### Texte retenu:
Bug, adaptation de la pièce de Tracy Letts, relate la passion horrifique entre Agnès, serveuse solitaire logeant dans un motel – pour échapper à un ex-mari abusif tout juste sorti de prison – et Peter, voyageur mystérieux qui vient combler et ébranler une vie inquiète. Ce dernier est un être paranoïaque, obsédé par de mystérieux insectes avides de chair humaine. Sorti en 2006, Bug parvient en un huis-clos étouffant à relater la psychose générale qui gagne des États-Unis plongés dans la guerre et encore convalescents du 11 septembre.

### Consigne A:
Recopiez mot pour mot le passage du texte sur Bug qui va de « Bug, adaptation de » jusqu'à « du 11 septembre. ».
Le texte sur Bug et les enregistrements sont deux documents sans lien entre eux.

### Données sources:
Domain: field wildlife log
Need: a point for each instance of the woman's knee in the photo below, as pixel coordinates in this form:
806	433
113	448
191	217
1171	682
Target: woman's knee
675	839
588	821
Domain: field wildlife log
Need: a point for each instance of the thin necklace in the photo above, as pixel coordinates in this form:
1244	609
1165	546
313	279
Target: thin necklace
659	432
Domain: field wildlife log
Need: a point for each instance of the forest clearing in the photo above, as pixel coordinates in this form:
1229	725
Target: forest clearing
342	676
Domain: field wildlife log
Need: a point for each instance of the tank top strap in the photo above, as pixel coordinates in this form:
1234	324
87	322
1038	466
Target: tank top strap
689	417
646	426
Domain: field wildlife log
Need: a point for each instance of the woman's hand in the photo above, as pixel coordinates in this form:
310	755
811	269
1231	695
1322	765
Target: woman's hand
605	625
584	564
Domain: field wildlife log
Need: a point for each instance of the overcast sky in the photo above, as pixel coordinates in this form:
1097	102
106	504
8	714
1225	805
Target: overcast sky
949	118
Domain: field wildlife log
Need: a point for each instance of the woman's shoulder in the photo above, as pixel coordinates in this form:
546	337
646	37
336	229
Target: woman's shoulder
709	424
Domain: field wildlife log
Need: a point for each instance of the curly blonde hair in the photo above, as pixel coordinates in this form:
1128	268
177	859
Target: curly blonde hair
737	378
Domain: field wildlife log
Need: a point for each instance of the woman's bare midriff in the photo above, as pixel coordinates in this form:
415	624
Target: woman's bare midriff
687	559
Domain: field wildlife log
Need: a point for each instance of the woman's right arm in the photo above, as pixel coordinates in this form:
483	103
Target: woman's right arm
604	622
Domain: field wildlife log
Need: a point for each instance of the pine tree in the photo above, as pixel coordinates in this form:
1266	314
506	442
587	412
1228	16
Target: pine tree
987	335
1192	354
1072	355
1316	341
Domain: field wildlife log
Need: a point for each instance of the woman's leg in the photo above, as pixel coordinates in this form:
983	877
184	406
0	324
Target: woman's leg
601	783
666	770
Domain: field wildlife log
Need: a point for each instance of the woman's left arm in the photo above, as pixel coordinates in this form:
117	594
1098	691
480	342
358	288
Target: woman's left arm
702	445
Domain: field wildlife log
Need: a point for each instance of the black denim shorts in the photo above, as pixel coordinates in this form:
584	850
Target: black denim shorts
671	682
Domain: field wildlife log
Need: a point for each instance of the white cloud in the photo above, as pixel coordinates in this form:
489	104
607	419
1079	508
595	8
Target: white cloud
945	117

### Consigne B:
Relevez chaque ligne des enregistrements où figure la chaîne « midriff ».

### Réponse A:
Bug, adaptation de la pièce de Tracy Letts, relate la passion horrifique entre Agnès, serveuse solitaire logeant dans un motel – pour échapper à un ex-mari abusif tout juste sorti de prison – et Peter, voyageur mystérieux qui vient combler et ébranler une vie inquiète. Ce dernier est un être paranoïaque, obsédé par de mystérieux insectes avides de chair humaine. Sorti en 2006, Bug parvient en un huis-clos étouffant à relater la psychose générale qui gagne des États-Unis plongés dans la guerre et encore convalescents du 11 septembre.

### Réponse B:
Need: a point for each instance of the woman's bare midriff in the photo above, as pixel coordinates in this form:
Target: woman's bare midriff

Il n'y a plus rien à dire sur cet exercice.